■ **Provided passage**:
BEGIN
Water is a necessity that comes from the ground or from a flowing river. It is not something that we can create or produce. So when Jesus uses water to communicate about the gift of life He gives, He is emphasizing its mysterious supply. For example, He uses the word picture of an artesian well when He said to a Samaritan woman at a well, “The water that I will give them will become in them a spring which will provide them with life-giving water and give them eternal life.” (John 4:14) The use of water shows us that we need a continuous abundant supply of life within us from God, but how He does this is a mystery to us.
Bread is a different kind of necessity from breath or water, for it is the product of natural growth and some processing. Bread starts with a grain seed that is buried in the ground and then becomes a plentiful harvest of more grain. That grain is crushed so that its goodness can be released. The flour that is produced by crushing the grain is then cooked with an intense fire so that it becomes something altogether different, something more fragrant, nourishing and pleasing than it was before. The bread that results becomes a reliable source of life for others.
END
■ **Study material**:
BEGIN
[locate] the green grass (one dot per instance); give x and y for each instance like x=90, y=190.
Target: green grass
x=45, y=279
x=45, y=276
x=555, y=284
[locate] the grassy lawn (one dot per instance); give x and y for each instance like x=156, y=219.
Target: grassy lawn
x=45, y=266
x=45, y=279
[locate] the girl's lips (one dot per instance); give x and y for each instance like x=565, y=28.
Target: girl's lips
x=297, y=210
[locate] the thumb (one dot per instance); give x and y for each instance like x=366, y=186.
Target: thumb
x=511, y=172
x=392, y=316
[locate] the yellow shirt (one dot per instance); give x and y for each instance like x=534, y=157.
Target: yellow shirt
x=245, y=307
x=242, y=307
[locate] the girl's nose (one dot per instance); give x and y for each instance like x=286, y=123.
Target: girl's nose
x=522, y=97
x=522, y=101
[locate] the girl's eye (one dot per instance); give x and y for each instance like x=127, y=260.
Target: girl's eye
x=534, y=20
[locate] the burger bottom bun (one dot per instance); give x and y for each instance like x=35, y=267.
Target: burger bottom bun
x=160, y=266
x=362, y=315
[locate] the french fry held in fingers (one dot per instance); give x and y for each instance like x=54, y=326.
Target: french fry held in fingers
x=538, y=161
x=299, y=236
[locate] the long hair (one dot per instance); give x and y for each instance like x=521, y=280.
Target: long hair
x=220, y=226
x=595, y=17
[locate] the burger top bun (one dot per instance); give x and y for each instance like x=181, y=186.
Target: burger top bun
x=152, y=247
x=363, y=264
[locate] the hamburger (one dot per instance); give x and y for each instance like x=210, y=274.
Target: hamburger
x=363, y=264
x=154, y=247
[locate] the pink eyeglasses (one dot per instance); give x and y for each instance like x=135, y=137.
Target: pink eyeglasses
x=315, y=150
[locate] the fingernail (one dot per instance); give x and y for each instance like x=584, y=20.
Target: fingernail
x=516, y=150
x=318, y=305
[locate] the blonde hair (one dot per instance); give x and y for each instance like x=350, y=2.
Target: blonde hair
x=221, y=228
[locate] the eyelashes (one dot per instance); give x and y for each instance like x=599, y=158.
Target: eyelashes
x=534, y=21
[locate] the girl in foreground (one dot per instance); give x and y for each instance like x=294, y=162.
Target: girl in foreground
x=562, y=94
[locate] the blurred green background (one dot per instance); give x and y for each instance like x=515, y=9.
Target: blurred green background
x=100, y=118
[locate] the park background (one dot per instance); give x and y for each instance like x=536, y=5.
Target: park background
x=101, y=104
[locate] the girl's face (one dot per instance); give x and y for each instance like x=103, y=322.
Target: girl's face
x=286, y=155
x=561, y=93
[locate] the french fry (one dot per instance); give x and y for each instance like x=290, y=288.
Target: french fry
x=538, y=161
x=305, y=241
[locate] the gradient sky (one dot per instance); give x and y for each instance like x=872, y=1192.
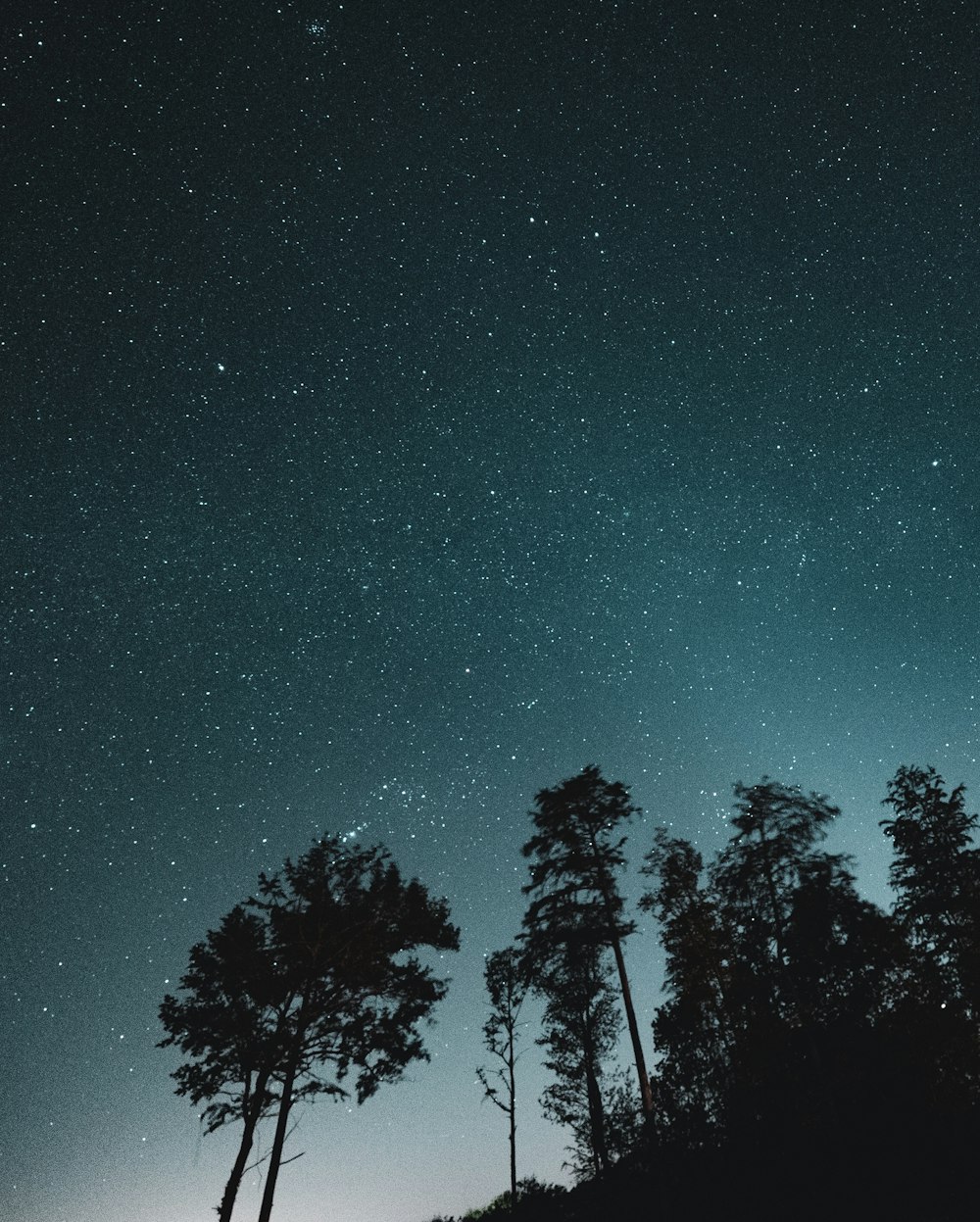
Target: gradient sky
x=405, y=406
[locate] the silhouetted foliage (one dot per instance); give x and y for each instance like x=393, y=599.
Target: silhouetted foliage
x=506, y=985
x=575, y=854
x=580, y=1028
x=312, y=980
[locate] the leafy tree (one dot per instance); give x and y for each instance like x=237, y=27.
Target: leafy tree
x=506, y=986
x=694, y=1028
x=580, y=1028
x=335, y=986
x=780, y=978
x=936, y=877
x=230, y=1023
x=575, y=854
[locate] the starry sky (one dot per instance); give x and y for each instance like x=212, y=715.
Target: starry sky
x=406, y=405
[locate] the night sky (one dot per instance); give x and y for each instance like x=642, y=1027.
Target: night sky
x=404, y=407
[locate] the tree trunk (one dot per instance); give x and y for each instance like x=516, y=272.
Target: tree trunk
x=647, y=1098
x=597, y=1117
x=278, y=1141
x=513, y=1117
x=252, y=1114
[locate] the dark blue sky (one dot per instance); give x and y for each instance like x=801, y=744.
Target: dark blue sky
x=409, y=405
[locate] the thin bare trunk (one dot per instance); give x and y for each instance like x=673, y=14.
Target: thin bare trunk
x=252, y=1114
x=647, y=1098
x=513, y=1111
x=278, y=1141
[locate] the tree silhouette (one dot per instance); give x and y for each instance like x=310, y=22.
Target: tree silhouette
x=780, y=979
x=936, y=877
x=334, y=988
x=575, y=854
x=506, y=985
x=580, y=1027
x=231, y=1024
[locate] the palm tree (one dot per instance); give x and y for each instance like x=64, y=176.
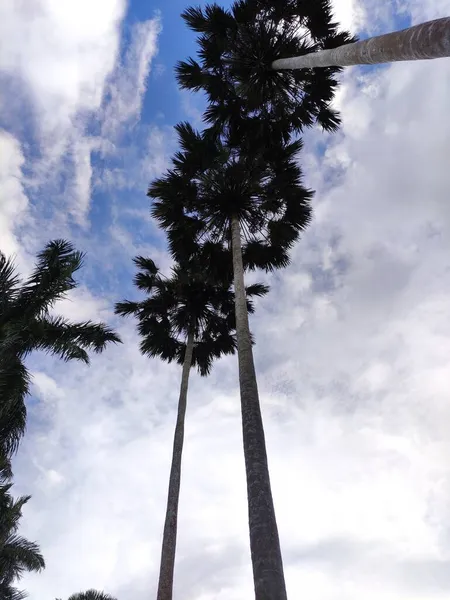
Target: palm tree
x=91, y=595
x=26, y=324
x=17, y=555
x=256, y=207
x=236, y=50
x=424, y=41
x=187, y=318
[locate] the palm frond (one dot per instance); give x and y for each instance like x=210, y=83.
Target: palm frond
END
■ **Task instructions**:
(1) In the passage about water and bread, what does the grain seed become after it is buried in the ground?
(2) Please carry on the passage about water and bread, picking up after its final sentence.

■ **Task-by-task answers**:
(1) A plentiful harvest of more grain.

(2)
Jesus is the Bread of Life because He was crushed by the weight of the cross that He carried for us, but through that crushing cross, God’s life-giving salvation was released into all the world. Jesus is the Bread of Life because He was baked by the intense heat of suffering for the sins of the whole world, but through that suffering we get to enjoy the sumptuous flavour of God’s forgiveness. Jesus is the Bread of Life because He is both the Son of God from heaven and the seed, or descendant, of the first woman, Eve, and like a wheat seed, He was buried in the ground, but that has resulted in a bountiful harvest of people who have life because of Him.
There are things that we need that we can only get through Jesus, things like forgiveness, a new identity as a beloved, forgiven child of God, and unconditional love and acceptance. We need the meaning and purpose that comes from knowing that Jesus helps us to live a life that really matters, not only now but also for all eternity. We need the sure and certain hope that comes from knowing that one day Jesus is going to come back to this world and make us and all things right and there will be no more death or mourning or crying or pain. Our soul hungers for these things and Jesus is the Bread of Life that gives them all to us for free as we trust in Him.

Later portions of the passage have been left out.